[Stored data entries]
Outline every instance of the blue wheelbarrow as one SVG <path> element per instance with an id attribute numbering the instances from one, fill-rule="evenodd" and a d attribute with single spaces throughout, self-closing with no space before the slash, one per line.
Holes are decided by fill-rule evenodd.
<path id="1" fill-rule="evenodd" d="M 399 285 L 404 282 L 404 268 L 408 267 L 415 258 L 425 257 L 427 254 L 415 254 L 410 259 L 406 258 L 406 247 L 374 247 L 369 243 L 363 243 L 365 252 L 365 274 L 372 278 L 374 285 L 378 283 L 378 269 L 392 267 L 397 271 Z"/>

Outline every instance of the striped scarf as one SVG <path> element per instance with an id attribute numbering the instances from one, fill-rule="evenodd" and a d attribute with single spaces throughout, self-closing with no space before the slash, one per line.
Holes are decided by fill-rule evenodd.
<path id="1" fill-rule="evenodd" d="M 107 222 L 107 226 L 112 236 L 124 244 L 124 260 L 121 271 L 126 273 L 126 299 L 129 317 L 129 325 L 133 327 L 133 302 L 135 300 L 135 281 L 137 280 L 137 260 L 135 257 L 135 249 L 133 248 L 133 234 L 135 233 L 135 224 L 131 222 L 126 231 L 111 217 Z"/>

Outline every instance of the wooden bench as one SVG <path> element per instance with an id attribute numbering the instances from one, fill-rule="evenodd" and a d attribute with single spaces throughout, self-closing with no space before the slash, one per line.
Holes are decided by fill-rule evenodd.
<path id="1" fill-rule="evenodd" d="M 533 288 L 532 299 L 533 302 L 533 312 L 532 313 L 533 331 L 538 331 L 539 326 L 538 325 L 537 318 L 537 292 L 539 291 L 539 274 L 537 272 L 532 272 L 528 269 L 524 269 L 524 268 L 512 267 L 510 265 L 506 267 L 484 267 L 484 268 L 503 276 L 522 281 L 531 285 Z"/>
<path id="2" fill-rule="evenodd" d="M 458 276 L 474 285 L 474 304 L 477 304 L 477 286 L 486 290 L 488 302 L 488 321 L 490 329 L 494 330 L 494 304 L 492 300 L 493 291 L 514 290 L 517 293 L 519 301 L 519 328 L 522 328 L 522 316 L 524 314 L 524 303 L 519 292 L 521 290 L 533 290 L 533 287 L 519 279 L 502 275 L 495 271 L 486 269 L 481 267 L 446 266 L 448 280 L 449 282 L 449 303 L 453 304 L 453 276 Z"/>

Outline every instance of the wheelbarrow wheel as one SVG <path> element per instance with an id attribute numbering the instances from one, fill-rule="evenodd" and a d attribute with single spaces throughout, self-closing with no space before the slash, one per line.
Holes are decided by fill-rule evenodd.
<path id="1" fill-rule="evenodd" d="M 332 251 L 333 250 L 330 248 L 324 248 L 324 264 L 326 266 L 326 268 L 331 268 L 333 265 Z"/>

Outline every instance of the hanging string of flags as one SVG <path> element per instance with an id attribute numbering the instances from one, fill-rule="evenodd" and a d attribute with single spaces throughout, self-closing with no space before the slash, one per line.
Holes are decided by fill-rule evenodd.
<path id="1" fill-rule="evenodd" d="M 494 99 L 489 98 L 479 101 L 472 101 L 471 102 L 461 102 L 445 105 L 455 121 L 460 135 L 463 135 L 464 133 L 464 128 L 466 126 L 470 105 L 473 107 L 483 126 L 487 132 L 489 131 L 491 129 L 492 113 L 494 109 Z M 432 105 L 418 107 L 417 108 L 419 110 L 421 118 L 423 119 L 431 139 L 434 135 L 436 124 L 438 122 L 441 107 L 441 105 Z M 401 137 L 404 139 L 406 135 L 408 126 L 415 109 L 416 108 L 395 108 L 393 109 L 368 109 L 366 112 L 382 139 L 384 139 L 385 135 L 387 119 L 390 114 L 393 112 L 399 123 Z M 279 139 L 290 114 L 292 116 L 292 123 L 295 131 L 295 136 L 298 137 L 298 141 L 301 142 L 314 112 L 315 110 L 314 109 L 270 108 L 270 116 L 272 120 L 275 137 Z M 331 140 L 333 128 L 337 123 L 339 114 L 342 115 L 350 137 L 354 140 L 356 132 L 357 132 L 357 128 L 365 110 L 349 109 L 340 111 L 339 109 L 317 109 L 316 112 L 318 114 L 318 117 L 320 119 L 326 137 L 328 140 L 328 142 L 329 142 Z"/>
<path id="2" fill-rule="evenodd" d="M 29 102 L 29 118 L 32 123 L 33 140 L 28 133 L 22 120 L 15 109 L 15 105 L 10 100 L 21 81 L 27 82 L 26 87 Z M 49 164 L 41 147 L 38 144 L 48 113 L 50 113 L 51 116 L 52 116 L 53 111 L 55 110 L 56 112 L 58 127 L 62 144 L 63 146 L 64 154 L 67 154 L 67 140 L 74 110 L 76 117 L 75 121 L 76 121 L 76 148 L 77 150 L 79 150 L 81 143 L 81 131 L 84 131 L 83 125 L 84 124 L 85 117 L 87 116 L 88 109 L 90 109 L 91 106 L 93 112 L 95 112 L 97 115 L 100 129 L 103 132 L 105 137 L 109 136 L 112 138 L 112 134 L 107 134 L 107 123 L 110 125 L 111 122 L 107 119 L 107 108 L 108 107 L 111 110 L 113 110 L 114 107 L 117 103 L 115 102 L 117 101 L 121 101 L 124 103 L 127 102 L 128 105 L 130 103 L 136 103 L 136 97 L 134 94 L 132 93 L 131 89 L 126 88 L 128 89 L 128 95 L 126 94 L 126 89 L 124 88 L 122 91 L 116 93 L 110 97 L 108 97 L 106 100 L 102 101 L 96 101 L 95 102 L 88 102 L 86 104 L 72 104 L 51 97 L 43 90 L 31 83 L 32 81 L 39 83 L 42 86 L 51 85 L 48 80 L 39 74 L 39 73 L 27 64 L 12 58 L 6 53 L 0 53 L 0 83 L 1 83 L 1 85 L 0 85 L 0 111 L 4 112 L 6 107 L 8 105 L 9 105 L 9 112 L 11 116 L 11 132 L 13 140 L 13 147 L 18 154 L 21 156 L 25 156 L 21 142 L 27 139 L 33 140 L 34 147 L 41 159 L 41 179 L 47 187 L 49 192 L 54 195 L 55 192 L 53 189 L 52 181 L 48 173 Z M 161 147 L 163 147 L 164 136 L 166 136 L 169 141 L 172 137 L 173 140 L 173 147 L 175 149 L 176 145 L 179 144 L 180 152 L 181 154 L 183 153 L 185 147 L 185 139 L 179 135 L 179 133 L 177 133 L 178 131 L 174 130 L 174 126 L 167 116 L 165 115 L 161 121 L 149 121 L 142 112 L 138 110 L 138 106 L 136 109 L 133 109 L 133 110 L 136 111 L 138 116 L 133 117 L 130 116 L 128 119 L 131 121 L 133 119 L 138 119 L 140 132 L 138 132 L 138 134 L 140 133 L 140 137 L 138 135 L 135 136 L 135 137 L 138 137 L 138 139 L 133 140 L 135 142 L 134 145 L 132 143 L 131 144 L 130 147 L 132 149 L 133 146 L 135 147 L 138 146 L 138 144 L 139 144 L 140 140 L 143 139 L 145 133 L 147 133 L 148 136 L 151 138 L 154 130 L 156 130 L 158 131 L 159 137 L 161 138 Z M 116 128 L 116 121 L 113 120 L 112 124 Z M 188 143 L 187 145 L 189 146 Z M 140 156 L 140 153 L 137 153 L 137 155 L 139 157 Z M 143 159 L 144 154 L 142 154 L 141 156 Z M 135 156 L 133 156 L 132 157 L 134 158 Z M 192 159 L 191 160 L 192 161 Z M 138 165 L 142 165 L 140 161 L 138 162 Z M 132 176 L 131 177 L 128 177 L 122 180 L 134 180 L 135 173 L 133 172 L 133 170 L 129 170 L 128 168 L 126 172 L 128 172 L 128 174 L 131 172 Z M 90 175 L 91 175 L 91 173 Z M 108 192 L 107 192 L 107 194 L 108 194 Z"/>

> **Task**
Put the lines of the data above, from the one containing "Outline every instance of the striped" down to the one containing "107 222 L 107", both included, into a numbered list, omitting blank lines.

> **Written response**
1. Outline every instance of the striped scarf as one SVG <path> element per instance with an id attribute numbering the instances from one, fill-rule="evenodd" and a d attribute with single spaces throughout, self-closing with no space before the slash, one per line.
2. Holes are decided by fill-rule evenodd.
3. <path id="1" fill-rule="evenodd" d="M 107 222 L 107 226 L 112 236 L 124 244 L 124 260 L 121 271 L 126 273 L 126 299 L 129 317 L 129 325 L 133 327 L 133 302 L 135 300 L 135 281 L 137 280 L 137 260 L 135 257 L 135 249 L 133 248 L 133 234 L 135 233 L 135 224 L 131 222 L 126 231 L 111 217 Z"/>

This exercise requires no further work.